DATA SUPPLIED:

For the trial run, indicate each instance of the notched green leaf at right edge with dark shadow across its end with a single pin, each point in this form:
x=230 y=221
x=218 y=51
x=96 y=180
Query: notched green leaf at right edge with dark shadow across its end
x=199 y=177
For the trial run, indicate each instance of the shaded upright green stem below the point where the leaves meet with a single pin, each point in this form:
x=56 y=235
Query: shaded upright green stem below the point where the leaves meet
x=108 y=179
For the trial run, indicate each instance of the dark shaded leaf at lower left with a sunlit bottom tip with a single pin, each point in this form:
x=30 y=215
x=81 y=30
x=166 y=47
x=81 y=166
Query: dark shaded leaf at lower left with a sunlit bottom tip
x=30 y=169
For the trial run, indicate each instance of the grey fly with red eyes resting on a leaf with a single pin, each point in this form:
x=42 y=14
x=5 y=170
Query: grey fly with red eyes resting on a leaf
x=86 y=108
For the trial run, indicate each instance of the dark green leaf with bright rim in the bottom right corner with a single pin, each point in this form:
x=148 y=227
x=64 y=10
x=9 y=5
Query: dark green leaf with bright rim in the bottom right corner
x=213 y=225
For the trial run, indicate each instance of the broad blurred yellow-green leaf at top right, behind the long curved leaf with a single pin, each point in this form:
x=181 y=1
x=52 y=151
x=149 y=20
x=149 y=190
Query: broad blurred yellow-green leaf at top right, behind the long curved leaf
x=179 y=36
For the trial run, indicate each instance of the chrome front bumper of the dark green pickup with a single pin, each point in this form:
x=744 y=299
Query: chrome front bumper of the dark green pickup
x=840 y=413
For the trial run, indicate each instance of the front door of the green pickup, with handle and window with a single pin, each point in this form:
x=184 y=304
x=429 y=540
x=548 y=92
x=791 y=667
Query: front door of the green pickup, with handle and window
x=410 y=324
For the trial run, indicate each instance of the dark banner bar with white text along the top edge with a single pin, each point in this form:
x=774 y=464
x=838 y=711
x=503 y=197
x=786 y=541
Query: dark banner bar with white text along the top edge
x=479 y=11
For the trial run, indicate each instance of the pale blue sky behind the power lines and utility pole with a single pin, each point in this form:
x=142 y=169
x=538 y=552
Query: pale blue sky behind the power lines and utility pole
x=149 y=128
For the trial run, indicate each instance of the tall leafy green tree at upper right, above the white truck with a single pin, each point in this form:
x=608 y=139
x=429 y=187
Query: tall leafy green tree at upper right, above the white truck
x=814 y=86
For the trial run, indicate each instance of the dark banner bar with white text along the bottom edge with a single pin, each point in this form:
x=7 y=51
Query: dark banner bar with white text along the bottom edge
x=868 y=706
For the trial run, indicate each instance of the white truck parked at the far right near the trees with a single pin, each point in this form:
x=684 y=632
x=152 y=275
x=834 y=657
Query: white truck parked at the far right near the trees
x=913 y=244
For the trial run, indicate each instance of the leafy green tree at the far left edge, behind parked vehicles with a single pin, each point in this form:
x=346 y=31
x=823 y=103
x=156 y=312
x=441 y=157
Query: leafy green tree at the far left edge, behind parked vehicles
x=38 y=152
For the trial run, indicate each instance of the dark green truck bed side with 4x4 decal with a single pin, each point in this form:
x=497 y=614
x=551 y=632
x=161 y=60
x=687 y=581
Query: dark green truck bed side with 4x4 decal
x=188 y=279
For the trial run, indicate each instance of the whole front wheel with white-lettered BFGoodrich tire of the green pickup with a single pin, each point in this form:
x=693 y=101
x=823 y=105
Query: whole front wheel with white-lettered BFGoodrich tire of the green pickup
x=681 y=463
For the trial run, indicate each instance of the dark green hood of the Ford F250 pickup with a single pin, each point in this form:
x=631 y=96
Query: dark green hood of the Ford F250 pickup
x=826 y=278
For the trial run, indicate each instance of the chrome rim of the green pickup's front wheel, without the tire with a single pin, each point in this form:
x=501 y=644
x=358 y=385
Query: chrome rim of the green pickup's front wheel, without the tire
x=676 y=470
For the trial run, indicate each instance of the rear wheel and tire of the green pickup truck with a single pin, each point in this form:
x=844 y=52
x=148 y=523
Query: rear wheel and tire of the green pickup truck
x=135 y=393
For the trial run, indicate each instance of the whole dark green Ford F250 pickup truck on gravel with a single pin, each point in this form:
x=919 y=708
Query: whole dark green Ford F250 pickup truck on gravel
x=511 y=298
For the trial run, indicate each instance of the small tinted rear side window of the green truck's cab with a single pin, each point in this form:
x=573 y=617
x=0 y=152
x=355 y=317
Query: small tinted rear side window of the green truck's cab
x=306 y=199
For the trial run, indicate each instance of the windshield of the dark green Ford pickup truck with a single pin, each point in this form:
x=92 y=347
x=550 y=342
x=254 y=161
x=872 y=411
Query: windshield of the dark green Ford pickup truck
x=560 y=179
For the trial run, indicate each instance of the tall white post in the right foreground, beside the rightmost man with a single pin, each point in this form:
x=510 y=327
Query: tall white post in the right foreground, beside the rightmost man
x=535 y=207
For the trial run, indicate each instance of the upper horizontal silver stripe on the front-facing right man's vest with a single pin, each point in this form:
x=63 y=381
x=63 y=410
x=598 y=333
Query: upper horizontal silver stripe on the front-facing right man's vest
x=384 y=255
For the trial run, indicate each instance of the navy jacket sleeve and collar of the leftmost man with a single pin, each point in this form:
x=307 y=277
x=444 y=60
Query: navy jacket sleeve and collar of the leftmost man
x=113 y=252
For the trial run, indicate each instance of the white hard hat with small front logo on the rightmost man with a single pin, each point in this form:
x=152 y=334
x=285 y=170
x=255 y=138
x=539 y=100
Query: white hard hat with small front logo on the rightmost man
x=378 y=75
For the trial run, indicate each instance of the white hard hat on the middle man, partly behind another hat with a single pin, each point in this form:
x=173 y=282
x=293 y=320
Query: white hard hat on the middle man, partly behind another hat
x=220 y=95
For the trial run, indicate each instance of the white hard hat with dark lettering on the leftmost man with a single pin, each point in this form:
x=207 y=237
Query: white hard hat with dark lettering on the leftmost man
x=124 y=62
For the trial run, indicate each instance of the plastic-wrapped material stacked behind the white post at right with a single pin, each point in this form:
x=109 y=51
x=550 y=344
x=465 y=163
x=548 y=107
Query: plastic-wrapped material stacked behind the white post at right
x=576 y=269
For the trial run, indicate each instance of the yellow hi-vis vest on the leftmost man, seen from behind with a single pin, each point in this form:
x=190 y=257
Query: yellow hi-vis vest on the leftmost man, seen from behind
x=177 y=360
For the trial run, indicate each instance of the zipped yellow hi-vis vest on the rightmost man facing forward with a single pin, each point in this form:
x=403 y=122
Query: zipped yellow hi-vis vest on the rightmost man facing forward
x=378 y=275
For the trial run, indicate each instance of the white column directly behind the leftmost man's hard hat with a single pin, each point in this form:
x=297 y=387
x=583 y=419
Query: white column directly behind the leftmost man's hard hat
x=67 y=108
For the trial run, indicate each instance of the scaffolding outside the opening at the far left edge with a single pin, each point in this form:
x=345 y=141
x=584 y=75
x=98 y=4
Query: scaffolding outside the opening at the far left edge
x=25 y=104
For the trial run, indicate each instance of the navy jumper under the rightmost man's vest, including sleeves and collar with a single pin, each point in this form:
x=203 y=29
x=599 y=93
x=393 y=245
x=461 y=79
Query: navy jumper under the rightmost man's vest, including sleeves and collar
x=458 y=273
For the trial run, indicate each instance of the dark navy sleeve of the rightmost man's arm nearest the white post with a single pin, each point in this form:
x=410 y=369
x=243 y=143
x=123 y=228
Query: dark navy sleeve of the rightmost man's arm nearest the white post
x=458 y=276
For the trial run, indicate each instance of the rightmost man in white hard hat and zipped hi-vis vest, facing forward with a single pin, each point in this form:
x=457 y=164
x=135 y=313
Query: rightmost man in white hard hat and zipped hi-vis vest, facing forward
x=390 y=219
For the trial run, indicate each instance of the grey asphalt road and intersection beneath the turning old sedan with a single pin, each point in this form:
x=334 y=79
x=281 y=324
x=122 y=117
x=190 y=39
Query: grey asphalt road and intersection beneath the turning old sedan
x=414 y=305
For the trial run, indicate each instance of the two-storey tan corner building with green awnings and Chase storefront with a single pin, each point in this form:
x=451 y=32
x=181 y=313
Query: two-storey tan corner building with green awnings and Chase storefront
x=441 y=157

WORK TASK:
Extract the lines of the preceding material that run from the line with "For the trial run, indicate each instance of the dark navy" through the line with "x=123 y=228", inclusive, reproducing them exactly and adding nothing.

ANSWER TO THIS TASK:
For the trial run, indicate each instance of the dark navy sleeve of the rightmost man's arm nearest the white post with a single pin, each point in this form:
x=410 y=369
x=243 y=143
x=123 y=228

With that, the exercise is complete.